▶ _Exercise prompt_: Reproduce the entries below word for word, starting with the line that contains "mark the region of the <item>apartment" and going on through the line that contains "[[73,89],[81,91],[94,83],[93,64],[86,60],[80,60],[73,68]]", with both of those lines included. Omit the pictures from your copy.

▶ _Given entries_:
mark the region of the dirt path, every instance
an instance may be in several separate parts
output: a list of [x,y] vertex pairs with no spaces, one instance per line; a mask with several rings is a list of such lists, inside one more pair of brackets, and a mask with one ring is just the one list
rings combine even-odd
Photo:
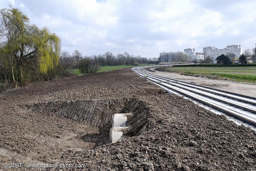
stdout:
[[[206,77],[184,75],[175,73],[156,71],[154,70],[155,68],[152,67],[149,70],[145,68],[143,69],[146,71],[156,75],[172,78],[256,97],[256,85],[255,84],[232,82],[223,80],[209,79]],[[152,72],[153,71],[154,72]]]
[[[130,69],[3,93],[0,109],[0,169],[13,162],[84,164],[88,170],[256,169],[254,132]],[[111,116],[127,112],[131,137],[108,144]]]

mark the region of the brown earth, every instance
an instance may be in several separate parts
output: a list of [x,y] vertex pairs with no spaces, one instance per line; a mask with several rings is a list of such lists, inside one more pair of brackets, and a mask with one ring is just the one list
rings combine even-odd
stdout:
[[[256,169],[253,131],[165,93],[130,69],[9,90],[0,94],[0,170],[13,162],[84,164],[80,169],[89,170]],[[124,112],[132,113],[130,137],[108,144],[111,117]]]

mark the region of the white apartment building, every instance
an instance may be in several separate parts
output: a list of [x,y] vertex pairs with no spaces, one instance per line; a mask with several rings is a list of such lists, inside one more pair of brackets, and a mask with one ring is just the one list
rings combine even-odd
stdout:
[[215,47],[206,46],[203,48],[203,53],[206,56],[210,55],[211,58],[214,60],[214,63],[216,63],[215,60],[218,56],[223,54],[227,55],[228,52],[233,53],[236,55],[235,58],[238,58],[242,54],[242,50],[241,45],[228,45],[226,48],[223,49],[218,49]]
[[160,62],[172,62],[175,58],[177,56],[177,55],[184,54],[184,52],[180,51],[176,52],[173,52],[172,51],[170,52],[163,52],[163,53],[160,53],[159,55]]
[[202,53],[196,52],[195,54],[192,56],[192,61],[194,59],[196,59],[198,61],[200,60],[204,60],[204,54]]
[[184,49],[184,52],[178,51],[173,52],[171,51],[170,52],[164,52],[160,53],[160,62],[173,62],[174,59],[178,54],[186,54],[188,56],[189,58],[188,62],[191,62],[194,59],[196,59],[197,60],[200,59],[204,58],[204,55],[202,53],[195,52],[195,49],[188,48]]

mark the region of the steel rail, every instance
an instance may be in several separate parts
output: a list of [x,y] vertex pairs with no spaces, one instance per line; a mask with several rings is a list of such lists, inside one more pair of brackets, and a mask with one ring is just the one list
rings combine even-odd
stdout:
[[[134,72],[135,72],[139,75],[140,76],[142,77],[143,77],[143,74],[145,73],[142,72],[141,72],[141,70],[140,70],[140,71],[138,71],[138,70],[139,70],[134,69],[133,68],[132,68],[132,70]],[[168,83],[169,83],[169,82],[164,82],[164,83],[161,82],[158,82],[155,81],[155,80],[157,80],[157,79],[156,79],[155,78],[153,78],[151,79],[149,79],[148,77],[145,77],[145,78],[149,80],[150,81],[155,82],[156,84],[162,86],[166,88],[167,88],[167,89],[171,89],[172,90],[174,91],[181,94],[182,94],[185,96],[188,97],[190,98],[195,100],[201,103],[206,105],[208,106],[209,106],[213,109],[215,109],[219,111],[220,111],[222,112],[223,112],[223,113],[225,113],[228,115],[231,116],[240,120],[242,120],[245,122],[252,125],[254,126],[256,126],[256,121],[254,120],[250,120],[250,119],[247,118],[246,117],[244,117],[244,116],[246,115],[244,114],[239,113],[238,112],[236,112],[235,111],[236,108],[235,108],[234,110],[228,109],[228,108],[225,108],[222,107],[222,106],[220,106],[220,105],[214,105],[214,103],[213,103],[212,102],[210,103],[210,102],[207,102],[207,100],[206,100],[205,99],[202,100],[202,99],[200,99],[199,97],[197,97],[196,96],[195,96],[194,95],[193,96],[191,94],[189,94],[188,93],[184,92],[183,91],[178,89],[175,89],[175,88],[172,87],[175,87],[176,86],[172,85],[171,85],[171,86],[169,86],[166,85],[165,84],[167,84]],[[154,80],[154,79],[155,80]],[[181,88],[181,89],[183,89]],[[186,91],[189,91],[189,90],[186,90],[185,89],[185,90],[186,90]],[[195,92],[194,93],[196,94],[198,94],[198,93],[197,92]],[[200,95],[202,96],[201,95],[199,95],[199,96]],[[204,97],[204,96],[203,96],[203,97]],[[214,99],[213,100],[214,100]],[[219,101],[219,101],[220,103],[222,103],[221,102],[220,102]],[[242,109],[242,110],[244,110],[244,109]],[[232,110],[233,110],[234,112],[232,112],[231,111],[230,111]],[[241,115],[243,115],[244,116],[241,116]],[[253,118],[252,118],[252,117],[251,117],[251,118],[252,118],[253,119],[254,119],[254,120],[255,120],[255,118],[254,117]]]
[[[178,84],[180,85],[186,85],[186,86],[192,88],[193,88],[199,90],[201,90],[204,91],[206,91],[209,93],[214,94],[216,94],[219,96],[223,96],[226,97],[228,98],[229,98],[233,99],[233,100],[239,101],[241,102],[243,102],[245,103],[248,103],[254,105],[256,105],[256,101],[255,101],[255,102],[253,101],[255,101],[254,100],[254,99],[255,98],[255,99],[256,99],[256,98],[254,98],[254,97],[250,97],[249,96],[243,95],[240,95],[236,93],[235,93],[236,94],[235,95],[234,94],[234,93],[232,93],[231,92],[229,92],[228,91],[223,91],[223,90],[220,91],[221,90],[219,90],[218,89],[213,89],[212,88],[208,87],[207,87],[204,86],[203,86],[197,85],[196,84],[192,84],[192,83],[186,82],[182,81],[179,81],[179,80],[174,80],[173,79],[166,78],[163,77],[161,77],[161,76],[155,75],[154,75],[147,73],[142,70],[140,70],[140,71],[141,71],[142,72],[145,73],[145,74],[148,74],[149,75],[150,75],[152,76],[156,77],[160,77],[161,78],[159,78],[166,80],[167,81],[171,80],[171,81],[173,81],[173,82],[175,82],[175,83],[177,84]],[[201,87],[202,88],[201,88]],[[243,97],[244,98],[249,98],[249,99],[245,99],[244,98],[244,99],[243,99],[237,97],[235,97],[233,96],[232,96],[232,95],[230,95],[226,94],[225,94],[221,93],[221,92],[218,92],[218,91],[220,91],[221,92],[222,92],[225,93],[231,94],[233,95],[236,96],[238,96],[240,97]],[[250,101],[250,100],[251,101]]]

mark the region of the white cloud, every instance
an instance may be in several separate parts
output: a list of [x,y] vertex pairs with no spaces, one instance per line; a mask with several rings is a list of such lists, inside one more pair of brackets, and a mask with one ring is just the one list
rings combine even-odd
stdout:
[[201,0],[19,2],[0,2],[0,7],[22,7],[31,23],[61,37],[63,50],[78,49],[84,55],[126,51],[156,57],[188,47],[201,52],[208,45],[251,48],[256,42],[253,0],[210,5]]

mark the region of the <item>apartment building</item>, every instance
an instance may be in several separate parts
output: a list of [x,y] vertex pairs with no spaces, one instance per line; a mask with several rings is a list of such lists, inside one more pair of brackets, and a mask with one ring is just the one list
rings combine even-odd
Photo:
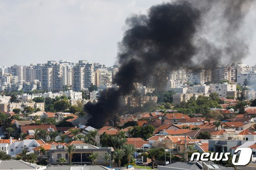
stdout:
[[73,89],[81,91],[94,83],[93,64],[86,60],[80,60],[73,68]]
...
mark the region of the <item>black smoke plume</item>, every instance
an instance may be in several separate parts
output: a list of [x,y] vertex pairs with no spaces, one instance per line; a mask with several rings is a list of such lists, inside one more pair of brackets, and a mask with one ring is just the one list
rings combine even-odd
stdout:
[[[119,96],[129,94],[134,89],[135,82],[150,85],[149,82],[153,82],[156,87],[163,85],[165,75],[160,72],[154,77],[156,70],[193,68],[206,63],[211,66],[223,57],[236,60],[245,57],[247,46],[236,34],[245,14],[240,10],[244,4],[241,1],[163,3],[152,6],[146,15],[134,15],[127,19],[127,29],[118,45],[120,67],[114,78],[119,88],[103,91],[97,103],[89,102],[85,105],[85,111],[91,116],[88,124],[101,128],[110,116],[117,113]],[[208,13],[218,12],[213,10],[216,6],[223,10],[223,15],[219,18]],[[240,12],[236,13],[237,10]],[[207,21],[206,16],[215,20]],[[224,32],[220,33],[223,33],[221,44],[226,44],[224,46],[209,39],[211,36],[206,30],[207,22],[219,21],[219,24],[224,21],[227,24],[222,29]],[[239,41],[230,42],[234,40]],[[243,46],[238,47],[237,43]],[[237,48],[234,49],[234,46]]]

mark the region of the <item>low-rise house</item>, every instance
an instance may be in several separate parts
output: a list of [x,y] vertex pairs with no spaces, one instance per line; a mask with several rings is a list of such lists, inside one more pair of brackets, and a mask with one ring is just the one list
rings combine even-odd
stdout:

▶ _Solution for this task_:
mark the region of the <item>apartment building</item>, every instance
an instance may be in several separate parts
output: a list of [x,y] vertex pairs with no spaces, one instance per line; a mask with several rings is a list of such lists, inside one more pair of brackets, and a mask with one ring is just the one list
rings combine even-odd
Photo:
stdout:
[[73,89],[81,91],[94,83],[93,64],[86,60],[80,60],[73,68]]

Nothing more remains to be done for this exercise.